▶ Passage given
— Begin —
I don't understand why you used so much Nitric acid bearing in mind the amount of data on this forum that tells you otherwise? 

You've used FAR too much.


----------



## rjamjb (Oct 16, 2015)

Hi spaceships I used a 4:1 ratio which is what hoke, recommends. Other posts on here talk about a 3:1 ratio which is more than I am using. Can you help me with anything I'm missing.

Thanks Russell


----------



## Anonymous (Oct 16, 2015)

Hi Russell

Thanks for the reply. Yes there are numerous posts and references on the forum to the amount of Nitric required to dissolve a gramme of gold and the recommendation not to use standard mixes for many types of refining/recovery. The best kind of searches to find this information are ones relating to denoxing AR solutions, excess Nitric, and related topics because this is where a lot of the information has been shared. 

Effectively what's being said is that as an improvement to Hoke's ratio procedure, using as little Nitric as possible will make the denox process simpler, quicker, and use much less material.

In a nutshell if you use 50ml of 70% Nitric to dissolve 5g of gold you could be looking at having to neutralise up to 45ml of that Nitric in order to drop your gold. Warm HCl with the Nitric dripped in in smaller batches as required until the gold has been dissolved can provide far more efficient results.

I hope that helps in your journey.

Jon


----------



## rjamjb (Oct 16, 2015)

Thanks both:

Göran, I made an error in my typing - it is Sodium Metabisulphite that I have.

Jon, Definitely a lesson learned. So, for next time, I'd cover in HCL and drop Nitric into it a few mils at a time until no more gold dissolves then add small amounts of additional nitric (and possibly hcl) until everything dissolved. This will definitely save on Nitric which is quite hard to come by at the moment.

Russell


----------



## g_axelsson (Oct 16, 2015)

rjamjb said:


> Thanks both:
> 
> Göran, I made an error in my typing - it is Sodium Metabisulphite that I have.
> 
> ...


That is the good stuff! 8) 

Now you might understand why we are so hard on spelling on this forum. Preview is also a good tip for everyone as there are a lot of stupid errors that is caught in preview, for example cutting off the code when citing another post, seen that today already in another thread.
— End —
▶ What is needed
Carry on the forum thread on dissolving gold with nitric acid from the point where it stops. The records come from a source other than the forum thread on dissolving gold with nitric acid.

▶ Information supplied
— Begin —
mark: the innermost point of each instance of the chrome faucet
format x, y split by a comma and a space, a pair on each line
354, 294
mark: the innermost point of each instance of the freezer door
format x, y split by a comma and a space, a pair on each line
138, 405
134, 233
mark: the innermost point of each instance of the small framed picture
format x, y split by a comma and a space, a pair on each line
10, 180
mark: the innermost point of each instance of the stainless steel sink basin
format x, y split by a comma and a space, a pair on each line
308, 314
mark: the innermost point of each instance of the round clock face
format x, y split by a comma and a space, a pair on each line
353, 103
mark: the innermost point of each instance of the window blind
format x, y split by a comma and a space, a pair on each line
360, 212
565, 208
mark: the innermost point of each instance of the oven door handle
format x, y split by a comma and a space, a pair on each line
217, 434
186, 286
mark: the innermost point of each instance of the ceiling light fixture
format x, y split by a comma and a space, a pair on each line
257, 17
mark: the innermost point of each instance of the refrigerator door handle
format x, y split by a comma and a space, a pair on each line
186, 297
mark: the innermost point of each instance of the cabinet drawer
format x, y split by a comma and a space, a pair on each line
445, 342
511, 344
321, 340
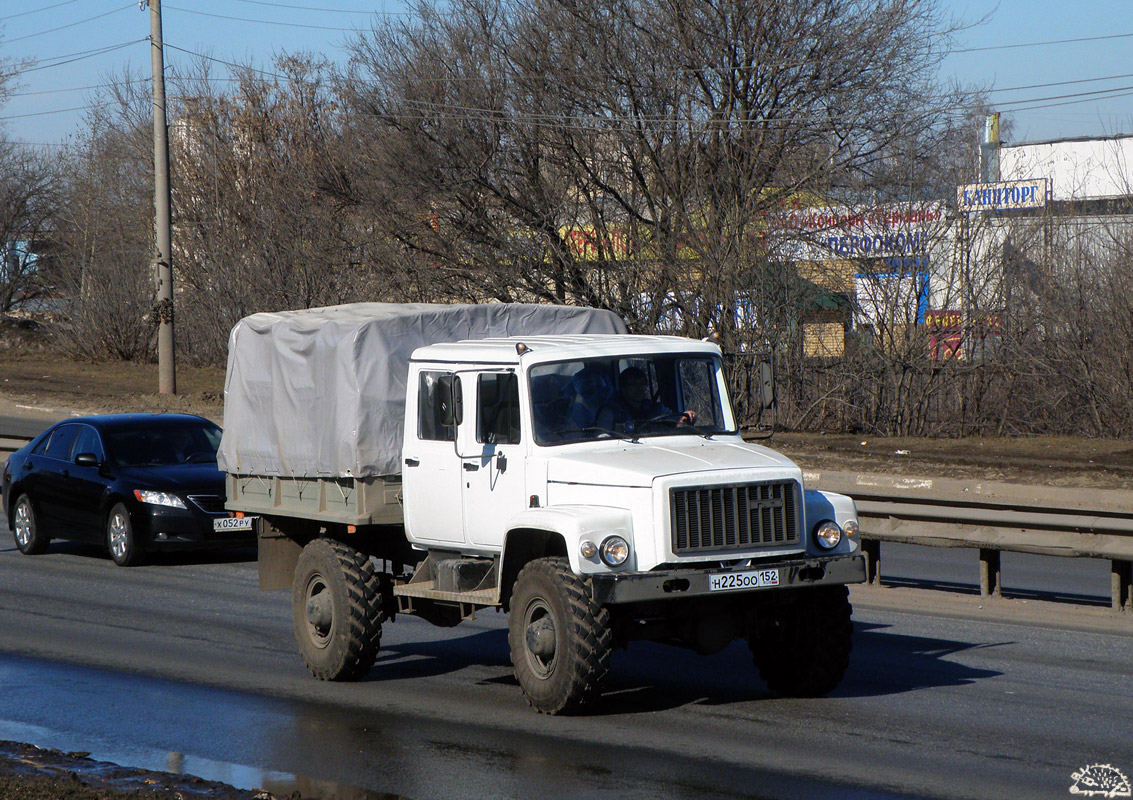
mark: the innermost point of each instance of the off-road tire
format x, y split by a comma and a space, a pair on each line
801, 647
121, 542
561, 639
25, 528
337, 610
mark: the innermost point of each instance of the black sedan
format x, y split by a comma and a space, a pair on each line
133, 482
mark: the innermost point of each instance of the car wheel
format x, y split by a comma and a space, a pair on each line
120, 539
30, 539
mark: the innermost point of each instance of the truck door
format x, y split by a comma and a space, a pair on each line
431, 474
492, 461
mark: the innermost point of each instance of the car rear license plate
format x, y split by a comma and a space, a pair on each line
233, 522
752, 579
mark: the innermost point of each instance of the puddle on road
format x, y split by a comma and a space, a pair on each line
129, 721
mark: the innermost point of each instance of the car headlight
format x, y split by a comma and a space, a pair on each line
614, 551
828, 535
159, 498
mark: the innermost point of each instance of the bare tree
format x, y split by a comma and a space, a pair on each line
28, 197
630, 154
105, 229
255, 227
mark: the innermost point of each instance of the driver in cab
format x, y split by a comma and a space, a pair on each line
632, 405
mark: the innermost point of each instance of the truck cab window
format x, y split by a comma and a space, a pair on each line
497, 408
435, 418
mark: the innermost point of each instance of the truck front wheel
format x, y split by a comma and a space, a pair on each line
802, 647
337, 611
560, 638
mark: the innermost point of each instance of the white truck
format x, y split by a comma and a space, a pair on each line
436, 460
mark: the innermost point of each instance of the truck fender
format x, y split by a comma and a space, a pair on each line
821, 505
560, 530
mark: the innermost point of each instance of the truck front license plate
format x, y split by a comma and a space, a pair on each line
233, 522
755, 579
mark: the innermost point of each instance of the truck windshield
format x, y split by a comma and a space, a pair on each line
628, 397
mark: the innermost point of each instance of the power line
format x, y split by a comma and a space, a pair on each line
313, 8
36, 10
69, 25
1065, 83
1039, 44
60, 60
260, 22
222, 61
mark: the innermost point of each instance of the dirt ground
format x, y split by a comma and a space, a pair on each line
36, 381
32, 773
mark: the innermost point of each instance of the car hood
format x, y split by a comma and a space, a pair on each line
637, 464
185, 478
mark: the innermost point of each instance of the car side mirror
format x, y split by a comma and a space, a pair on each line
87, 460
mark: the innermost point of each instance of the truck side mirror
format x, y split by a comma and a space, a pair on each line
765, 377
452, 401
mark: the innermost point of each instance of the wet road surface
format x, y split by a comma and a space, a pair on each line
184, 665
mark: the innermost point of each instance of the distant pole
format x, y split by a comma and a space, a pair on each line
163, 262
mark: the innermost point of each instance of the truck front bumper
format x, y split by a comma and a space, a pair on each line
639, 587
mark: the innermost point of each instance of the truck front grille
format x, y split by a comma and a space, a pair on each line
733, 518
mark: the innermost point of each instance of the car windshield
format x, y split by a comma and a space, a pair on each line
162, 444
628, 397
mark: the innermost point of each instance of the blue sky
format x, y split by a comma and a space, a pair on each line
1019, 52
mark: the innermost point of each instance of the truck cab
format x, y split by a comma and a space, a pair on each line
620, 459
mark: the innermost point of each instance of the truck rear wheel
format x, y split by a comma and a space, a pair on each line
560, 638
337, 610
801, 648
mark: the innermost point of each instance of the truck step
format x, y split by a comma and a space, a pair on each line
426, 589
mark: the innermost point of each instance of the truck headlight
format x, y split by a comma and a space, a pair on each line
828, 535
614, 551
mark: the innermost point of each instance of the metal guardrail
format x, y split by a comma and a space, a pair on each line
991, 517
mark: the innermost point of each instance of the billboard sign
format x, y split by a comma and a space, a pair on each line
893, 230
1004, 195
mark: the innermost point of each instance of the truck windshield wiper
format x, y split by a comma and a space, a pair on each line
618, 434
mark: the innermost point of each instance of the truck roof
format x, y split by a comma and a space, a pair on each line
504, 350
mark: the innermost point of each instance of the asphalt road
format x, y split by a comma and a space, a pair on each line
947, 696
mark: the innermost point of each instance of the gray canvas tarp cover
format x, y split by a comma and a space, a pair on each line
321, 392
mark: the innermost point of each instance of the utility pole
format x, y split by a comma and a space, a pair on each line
— End —
▶ Output for this task
As for dissolving gold, when I did my largest refining of 53 grams of gold I started by measuring up 1 ml nitric acid per gram of gold I had, then adding only half of it as a start. It dissolved most of my gold and I only needed to add a few ml to get the last part. In the end I used 28 ml nitric for dissolving 53g gold. The rest I could save for another time.

But don't feel too bad, it's one of the most common newbie mistakes. We have all overdosed the nitric acid and had to deal with it.

Never premix aqua regia, it will break down by itself and emit gases. If stored in a closed container it will build up pressure and the container might burst.

Göran


----------



## Shark (Oct 16, 2015)

Since you know you have to much nitric you will need to deal with that first. You can (1) heat your solution until it is used up, (2) use sulfamic acid to neutralize the nitric or (3) add more gold until the nitric is used up. There may be other ways, but those are the one's I know and use. If you heat it, don't boil it, I try to get mine about hot as a good cup of coffee and keep it there until the nitric is depleted. ( I actually use the bottom half of a coffee pot for this)

For precipitation, Sodium Metabisulfite or copperas will work, I prefer coppera's, for dirty solutions, but they need to be prepared 24 hours ahead of time in my opinion, before being used. Which ever one you use try not to over use it, this will lead to even more contaminants dropping than if you only use enough to get the job done.


----------



## upcyclist (Oct 16, 2015)

rjamjb said:


> One point about this phase - that AR really really does fume. I've left the mix outside covered with a plastic bucket so its not concentrating anywhere but in the dark with a *torch* you can really see the fumes coming out of that mix. Advice to anyone - never mix this inside without suitable extraction - there is no way you could be safe with this in a contained room/garage/shed etc without such precautions - Hoke mentions a heating method with a cover sitting in a bath of water (so fumes bubble through the h2o)- but that is too complicated for my set up at the moment.



Hehe, another language moment. I felt an instinctive "What?!? Open flame in a room obviously full of fumes?!?" until I remembered: oh yeah, he's a Brit. That's 'flashlight' in American English 

Nice work, btw!


----------



## MarcoP (Oct 17, 2015)

Shark said:


> For precipitation, Sodium Metabisulfite or copperas will work, I prefer coppera's, for dirty solutions, but they need to be prepared 24 hours ahead of time in my opinion, before being used.


This is the first time I read that SMB or copperas needs to be made a day before, could you please explain why you are of this opinion?
I know copperas will need to be filtered, so you are probably letting the solution settle and then filter from decanting, but what about SMB (which I prefer to use it dry anyway, at least after my acquaintance tests).

Thanks
Marco


----------



## Shark (Oct 17, 2015)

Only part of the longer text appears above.